§ **ASSIGNMENT**: Please write the listing below out again exactly, leaving every picture behind.

*** Opening of EXERCISE INPUT ***

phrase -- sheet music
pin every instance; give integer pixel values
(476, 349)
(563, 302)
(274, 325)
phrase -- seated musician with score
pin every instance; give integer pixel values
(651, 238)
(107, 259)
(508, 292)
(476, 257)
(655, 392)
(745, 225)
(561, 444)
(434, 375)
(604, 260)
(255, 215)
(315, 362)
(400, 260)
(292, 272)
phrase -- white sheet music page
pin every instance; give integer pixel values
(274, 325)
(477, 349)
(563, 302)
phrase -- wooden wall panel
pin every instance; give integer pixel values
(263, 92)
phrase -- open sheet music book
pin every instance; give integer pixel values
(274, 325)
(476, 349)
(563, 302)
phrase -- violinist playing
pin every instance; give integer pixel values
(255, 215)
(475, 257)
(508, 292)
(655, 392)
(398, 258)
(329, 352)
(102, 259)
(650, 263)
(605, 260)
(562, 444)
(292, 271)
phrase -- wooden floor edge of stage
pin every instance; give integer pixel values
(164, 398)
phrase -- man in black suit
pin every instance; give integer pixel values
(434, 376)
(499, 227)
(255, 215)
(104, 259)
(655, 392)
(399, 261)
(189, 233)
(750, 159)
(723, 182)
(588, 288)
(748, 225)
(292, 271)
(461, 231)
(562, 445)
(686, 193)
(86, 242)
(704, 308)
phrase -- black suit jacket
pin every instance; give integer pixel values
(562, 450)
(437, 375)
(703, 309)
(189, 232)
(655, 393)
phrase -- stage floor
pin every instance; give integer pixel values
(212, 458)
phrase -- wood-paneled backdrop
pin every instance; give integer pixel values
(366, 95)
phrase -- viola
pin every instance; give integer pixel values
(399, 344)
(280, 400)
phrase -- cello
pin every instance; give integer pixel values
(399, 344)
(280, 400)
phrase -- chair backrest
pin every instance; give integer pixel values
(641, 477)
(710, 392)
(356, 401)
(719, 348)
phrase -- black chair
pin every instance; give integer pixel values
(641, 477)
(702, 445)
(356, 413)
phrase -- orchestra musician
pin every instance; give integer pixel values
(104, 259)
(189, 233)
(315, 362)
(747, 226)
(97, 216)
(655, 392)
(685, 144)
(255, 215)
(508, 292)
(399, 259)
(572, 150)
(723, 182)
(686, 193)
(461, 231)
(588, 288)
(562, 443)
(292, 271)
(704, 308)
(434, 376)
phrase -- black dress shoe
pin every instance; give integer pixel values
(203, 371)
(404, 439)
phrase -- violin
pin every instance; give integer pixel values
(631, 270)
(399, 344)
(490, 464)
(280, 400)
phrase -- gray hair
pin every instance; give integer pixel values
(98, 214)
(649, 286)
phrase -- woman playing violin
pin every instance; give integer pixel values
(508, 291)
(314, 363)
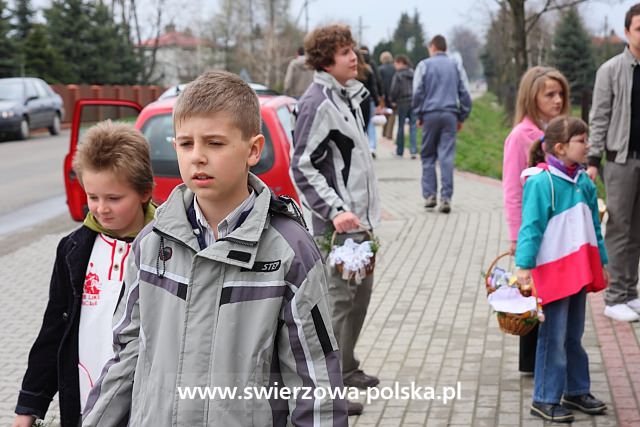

*** Close of EXERCISE INPUT ***

§ **RESULT OF THIS TASK**:
phrase -- sheet music
pin every instance; give integer pixel values
(476, 349)
(563, 302)
(274, 325)
phrase -- seated musician with score
pin every instance; give integer pixel values
(651, 238)
(107, 259)
(508, 292)
(476, 257)
(655, 392)
(745, 225)
(561, 444)
(434, 375)
(604, 260)
(255, 215)
(315, 362)
(400, 260)
(292, 272)
phrase -- white sheet music page
pin every instance; give integer pixel values
(274, 325)
(477, 349)
(563, 302)
phrase -- wooden wall panel
pin every instance; give integer pixel values
(263, 92)
phrase -- open sheet music book
pin every instance; give integer pixel values
(274, 325)
(476, 349)
(563, 302)
phrase -- violinist playing
pin every instance; give integer pixel values
(255, 215)
(475, 257)
(508, 292)
(655, 392)
(398, 258)
(329, 352)
(102, 259)
(650, 263)
(605, 260)
(562, 444)
(292, 271)
phrase -- wooden floor edge of stage
pin every instance; give integer pixel values
(164, 398)
phrase -- man in black suit
pin every instance; give integer pixel values
(434, 376)
(499, 227)
(255, 215)
(104, 259)
(655, 392)
(399, 261)
(189, 233)
(750, 159)
(723, 182)
(588, 288)
(748, 225)
(292, 271)
(461, 231)
(562, 445)
(686, 193)
(86, 242)
(704, 308)
phrase -- black suit jacket
pin every instance; give integer pixel values
(562, 450)
(437, 375)
(703, 309)
(189, 232)
(655, 393)
phrase -- stage floor
pin every instance; give integer pixel values
(212, 458)
phrase -- wood-paneled backdrop
pin every instance; give integer pixel values
(366, 95)
phrase -- viola
pin every instance; give integer pixel values
(399, 344)
(280, 400)
phrase -- cello
pin every instance; give integer pixel values
(399, 344)
(280, 400)
phrase -- chair backrest
pin every instance; give integer pixel values
(641, 477)
(710, 392)
(356, 401)
(719, 348)
phrase -- black chair
pin every instance; give integer pixel values
(641, 477)
(702, 445)
(356, 413)
phrase -- orchestra musician
pin every instance; give integer pixel values
(104, 259)
(189, 233)
(315, 362)
(747, 226)
(97, 216)
(655, 392)
(685, 144)
(255, 215)
(508, 292)
(399, 259)
(572, 150)
(723, 182)
(686, 193)
(461, 231)
(588, 288)
(562, 443)
(292, 271)
(704, 308)
(434, 376)
phrase -- black dress shoe
pin every instance; give integer pixel values
(203, 371)
(404, 439)
phrase -- violin
pin every instance; give integer pixel values
(631, 270)
(399, 344)
(490, 464)
(280, 400)
phrase -- gray hair
pin every instance; give integer pixel values
(98, 214)
(649, 286)
phrase -- woman playing violin
pin every instance; give integer pixel values
(508, 291)
(314, 363)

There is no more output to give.